* Work required
Give the data below again exactly as it stands. Omit the pictures.

#### Entries ####

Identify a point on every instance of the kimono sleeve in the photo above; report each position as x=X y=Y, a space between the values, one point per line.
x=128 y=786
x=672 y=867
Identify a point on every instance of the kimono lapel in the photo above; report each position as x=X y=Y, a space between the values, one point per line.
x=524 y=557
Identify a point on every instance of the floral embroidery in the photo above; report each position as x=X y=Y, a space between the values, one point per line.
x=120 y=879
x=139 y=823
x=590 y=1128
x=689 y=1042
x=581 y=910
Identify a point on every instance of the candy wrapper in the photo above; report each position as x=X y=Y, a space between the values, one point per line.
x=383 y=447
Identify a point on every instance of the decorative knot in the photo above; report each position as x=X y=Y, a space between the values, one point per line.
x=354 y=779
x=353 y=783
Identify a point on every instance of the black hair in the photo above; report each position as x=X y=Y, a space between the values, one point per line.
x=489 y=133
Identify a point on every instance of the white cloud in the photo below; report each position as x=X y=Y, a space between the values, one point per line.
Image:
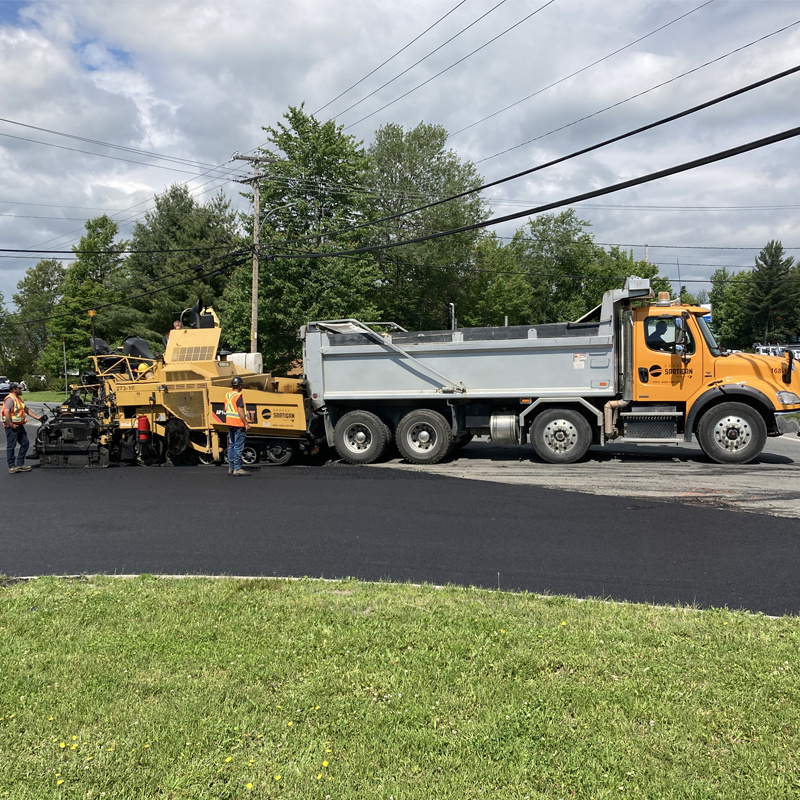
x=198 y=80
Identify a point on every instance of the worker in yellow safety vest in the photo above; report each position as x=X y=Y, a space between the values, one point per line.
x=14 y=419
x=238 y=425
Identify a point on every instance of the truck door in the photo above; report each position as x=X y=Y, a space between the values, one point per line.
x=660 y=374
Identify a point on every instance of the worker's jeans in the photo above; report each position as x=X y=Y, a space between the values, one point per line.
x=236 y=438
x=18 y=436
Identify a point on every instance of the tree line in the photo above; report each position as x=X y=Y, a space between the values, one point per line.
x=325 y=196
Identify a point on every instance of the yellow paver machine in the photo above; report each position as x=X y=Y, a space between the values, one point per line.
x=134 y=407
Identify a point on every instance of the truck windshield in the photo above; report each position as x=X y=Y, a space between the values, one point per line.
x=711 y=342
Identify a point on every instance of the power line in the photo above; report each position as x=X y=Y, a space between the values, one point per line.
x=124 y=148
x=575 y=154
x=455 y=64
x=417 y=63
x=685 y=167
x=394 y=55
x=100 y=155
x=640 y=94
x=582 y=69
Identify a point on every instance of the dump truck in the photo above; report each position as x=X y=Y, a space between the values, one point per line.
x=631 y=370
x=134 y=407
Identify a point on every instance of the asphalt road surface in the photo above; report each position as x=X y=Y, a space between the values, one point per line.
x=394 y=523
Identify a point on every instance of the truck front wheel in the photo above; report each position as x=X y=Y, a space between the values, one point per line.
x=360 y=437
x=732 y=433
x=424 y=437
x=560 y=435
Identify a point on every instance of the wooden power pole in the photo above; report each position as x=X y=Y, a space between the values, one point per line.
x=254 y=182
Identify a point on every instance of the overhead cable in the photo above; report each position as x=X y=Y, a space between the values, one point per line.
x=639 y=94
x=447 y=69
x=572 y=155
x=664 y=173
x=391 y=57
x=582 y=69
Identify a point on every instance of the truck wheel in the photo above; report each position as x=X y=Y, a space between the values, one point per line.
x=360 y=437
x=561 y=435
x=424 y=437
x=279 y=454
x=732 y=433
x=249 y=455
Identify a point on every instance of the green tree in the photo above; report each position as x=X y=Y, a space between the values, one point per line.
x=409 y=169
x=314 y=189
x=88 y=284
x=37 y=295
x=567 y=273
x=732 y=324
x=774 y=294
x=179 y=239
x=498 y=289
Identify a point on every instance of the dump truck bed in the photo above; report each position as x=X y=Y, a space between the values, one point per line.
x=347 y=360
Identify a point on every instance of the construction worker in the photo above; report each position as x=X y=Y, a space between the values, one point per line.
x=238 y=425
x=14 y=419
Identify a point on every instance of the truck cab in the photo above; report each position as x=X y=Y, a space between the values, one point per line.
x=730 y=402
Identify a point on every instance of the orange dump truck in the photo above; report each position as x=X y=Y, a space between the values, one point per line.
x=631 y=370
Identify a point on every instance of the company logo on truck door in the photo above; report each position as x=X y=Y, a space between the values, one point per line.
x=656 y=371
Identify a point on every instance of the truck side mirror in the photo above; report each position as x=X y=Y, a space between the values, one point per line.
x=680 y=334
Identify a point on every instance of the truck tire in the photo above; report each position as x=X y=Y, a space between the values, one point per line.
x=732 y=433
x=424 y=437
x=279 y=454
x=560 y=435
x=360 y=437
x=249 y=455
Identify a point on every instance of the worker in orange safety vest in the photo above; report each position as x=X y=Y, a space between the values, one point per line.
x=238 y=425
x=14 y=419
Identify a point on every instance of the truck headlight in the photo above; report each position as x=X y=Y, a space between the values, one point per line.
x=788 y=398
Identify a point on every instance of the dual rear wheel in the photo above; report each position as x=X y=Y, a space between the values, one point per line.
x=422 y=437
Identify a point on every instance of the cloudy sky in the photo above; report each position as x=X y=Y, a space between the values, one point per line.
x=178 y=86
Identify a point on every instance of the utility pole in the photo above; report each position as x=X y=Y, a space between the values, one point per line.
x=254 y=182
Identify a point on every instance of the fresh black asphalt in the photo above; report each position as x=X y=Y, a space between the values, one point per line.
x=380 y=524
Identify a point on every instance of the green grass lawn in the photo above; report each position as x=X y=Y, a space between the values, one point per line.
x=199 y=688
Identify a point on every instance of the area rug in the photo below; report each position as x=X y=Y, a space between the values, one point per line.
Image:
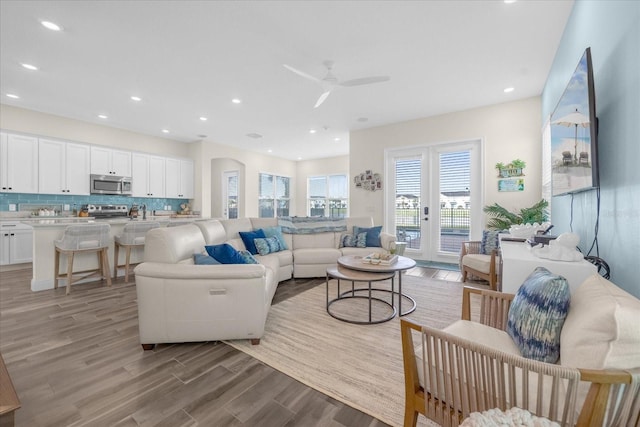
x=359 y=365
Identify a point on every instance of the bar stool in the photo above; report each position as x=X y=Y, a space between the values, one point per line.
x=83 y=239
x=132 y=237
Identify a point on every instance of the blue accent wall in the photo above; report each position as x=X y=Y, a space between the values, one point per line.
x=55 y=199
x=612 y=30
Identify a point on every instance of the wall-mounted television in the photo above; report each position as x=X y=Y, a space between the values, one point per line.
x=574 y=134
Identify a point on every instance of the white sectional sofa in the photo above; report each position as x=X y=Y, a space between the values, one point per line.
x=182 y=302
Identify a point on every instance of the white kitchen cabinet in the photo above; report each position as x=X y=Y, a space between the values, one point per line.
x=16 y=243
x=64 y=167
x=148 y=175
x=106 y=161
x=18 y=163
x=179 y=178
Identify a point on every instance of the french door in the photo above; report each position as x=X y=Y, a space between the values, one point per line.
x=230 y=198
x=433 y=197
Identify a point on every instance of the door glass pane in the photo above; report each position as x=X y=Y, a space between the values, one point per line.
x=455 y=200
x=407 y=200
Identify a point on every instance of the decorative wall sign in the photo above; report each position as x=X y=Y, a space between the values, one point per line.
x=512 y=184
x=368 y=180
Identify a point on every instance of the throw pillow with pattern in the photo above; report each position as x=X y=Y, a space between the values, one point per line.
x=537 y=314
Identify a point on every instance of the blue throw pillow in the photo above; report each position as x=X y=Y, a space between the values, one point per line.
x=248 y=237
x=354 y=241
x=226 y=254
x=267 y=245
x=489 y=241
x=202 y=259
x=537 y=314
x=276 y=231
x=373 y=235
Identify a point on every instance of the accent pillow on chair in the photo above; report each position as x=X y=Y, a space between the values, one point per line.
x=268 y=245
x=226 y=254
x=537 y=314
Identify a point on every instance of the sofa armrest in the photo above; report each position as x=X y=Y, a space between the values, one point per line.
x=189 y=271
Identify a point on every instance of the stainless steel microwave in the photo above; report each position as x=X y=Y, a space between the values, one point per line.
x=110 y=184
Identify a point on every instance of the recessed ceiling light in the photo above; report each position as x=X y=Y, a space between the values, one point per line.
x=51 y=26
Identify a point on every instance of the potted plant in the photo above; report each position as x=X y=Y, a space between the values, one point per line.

####

* Output for this exercise
Identify a point on every instance of the kimono sleeve in the photo above; report each position as x=X y=Y, a space between the values, one point per line.
x=128 y=786
x=672 y=867
Identify a point on every instance of the kimono lapel in the photo above; report each position as x=X y=Y, a space between the values, one point per line.
x=524 y=557
Identify a point on every instance of the floral embroidery in the photo above; report each position as x=X y=Y, a space between the values, one point per line.
x=120 y=879
x=139 y=823
x=590 y=1128
x=689 y=1042
x=581 y=910
Identify a point on every instance of the candy wrapper in the photo above; report each position as x=X y=Y, a space between the values, one point per line.
x=383 y=447
Identify a point on every instance of the decorative knot in the photo above; report each position as x=X y=Y, a space between the values, one point per line.
x=354 y=779
x=353 y=783
Identify a point on every instance of the black hair in the photo above; report each position as x=X y=Y, a space between the values, one point per line.
x=489 y=133
Identify a point on every instance of the white cloud in the photo below; report each position as x=X y=Y, a space between the values, one point per line.
Image:
x=198 y=80
Identify a point on every instance of the worker in yellow safety vest in the photo above; report each position as x=X y=Y, a space between the values, one point per line.
x=14 y=419
x=238 y=425
Identify a point on every instance of the truck door in the photo above; report each position as x=X y=Y, a space between the values, one point per line.
x=660 y=374
Identify a point on every instance of the worker's jeans in the photo above; report each position as x=X y=Y, a space between the values, one point per line.
x=236 y=438
x=18 y=436
Identify a point on every instance of the tree line in the photo above; report each position as x=X y=Y, a space between the values, one point per line.
x=325 y=196
Identify a point on every instance of the yellow paver machine in the photo above; report each position as x=X y=Y, a space between the values, one point per line.
x=134 y=407
Identify a point on every instance of the truck windshield in the photo above; report each position as x=X y=Y, a space between the values, one point per line.
x=711 y=342
Identify a point on every instance of the power line in the photo above; report each position as x=X y=Y, a space between the values, one point per line.
x=124 y=148
x=575 y=154
x=455 y=64
x=417 y=63
x=685 y=167
x=394 y=55
x=100 y=155
x=640 y=94
x=582 y=69
Identify a point on every instance of the dump truck in the photo above; report each position as x=X y=Y, a space between the values, one point per line.
x=631 y=370
x=134 y=407
Identify a point on every instance of the asphalt road surface in the photo above; report each position as x=X y=Y, a space between the values, one point per line.
x=394 y=523
Identify a point on every instance of the truck front wheel in the photo above; report each position as x=X y=Y, a space between the values, one point per line.
x=360 y=437
x=732 y=433
x=424 y=437
x=560 y=435
Identify a point on every instance of the wooden power pole in the photo above; report each position as x=X y=Y, a space between the values, one point per line.
x=254 y=182
Identify a point on every instance of the overhead cable in the photo above; report each position as x=X y=Y, a space between the values, one point per line.
x=639 y=94
x=447 y=69
x=572 y=155
x=664 y=173
x=391 y=57
x=582 y=69
Identify a point on every instance of the truck wheel in the photo above; report each position as x=X y=Y, a space between the values, one point per line.
x=360 y=437
x=561 y=435
x=424 y=437
x=279 y=454
x=732 y=433
x=249 y=455
Identify a point on every instance of the green tree in the photo above; report each position as x=X y=Y, a space between the values, one point per line.
x=409 y=169
x=314 y=189
x=88 y=284
x=37 y=295
x=567 y=273
x=732 y=324
x=774 y=294
x=179 y=239
x=498 y=289
Identify a point on every instance of the dump truck bed in the photo above; report each position as x=X y=Y, a space between the values, one point per line.
x=347 y=360
Identify a point on every instance of the construction worker in the photo above; report each position as x=X y=Y, a space between the values, one point per line.
x=238 y=425
x=14 y=419
Identify a point on every instance of the truck cab in the photo above; report each position as x=X y=Y, a space between the values, one point per line.
x=730 y=402
Identify a point on every instance of the orange dump truck in the photo above; report each position as x=X y=Y, a space between the values, one point per line.
x=631 y=370
Identify a point on every instance of the company logo on truck door in the photo above; report each position as x=X y=Y, a space between the values, one point per line.
x=656 y=371
Identify a point on every instance of the truck side mirror in the photo above; report each position as x=X y=Y, a space between the values, one point per line.
x=680 y=334
Identify a point on every instance of the truck tire in the photo above; report each position as x=X y=Y, a space between the values, one point per line.
x=732 y=433
x=424 y=437
x=279 y=454
x=560 y=435
x=360 y=437
x=249 y=455
Identify a point on every instance of the worker in orange safety vest in the photo above; report each position as x=X y=Y, a space between the values, one point per line.
x=238 y=425
x=14 y=419
Identify a point on every instance of the truck headlight in the photo above; report each position as x=X y=Y, a space between the values, one point per line.
x=788 y=398
Identify a point on every instance of the dual rear wheel in the photo above; report each position as x=X y=Y, a space between the values, one point per line.
x=422 y=437
Identify a point on every instance of the cloudy sky in the photo above; report each position as x=X y=Y, a space between the values, one point per line.
x=178 y=86
Identify a point on every instance of the utility pole in the photo above; report each position as x=X y=Y, a space between the values, one point per line.
x=254 y=182
Identify a point on every instance of the fresh black asphalt in the photo above; report each position as x=X y=Y, a space between the values, one point per line.
x=380 y=524
Identify a point on every instance of the green grass lawn in the photo above; report each position as x=X y=Y, a space between the values, one point per line.
x=199 y=688
Identify a point on every instance of the area rug in the photo below; report each position as x=X y=Y, a space between the values, one point per line.
Image:
x=359 y=365
Identify a point on every instance of the bar stool in the photo above; report each position as x=X y=Y, a space between the values, one point per line.
x=83 y=239
x=132 y=237
Identify a point on every instance of the blue accent wall in the photo above; report each position as x=X y=Y, a space between the values, one point per line.
x=55 y=199
x=612 y=30
Identify a point on every instance of the wall-mounted television in the photo above; report each position as x=X y=Y, a space between the values, one point per line.
x=574 y=134
Identify a point on every instance of the white sectional sofa in the photo above; report each position as x=X y=Y, a space between the values, one point per line.
x=182 y=302
Identify a point on every instance of the white kitchen cabinet in the photo above; report each position as x=X y=Y, a space between the values, one point per line.
x=16 y=243
x=64 y=167
x=148 y=175
x=106 y=161
x=18 y=163
x=179 y=178
Identify a point on every instance of the french door in the photo above; report each position as x=X y=Y, a space between the values, one point per line.
x=230 y=198
x=433 y=197
Identify a point on every instance of the door glass pane in the photo above; report each position as x=X y=Y, a space between the values, one point per line.
x=455 y=200
x=407 y=200
Identify a point on every instance of the decorative wall sign in the photo above; report each position as x=X y=Y, a space between the values, one point per line.
x=512 y=184
x=368 y=180
Identify a point on every instance of the throw pillow with pattern in the photo above; report each position as x=X y=Y, a space between the values, one point per line.
x=537 y=314
Identify a point on every instance of the blue throw pillow in the photo above; report each position as x=X y=Y, a space between the values, one point per line.
x=248 y=237
x=354 y=241
x=226 y=254
x=267 y=245
x=489 y=241
x=202 y=259
x=537 y=314
x=276 y=231
x=373 y=235
Identify a point on every instance of the accent pillow on chair in the photo above; report each position as x=X y=Y, a space between the values, one point per line.
x=268 y=245
x=226 y=254
x=537 y=314
Identify a point on every instance of the sofa armrest in the photo above; report each position as x=X y=Y, a space between the values, one point per line.
x=189 y=271
Identify a point on every instance of the stainless steel microwave in the photo above; report each position as x=X y=Y, a space between the values, one point per line.
x=110 y=184
Identify a point on every instance of the recessed ceiling light in the photo above; report each position as x=X y=Y, a space between the values, one point per line.
x=51 y=26
Identify a point on every instance of the potted plant in the photo above; report each position as x=X y=Y, a space between the values, one point per line.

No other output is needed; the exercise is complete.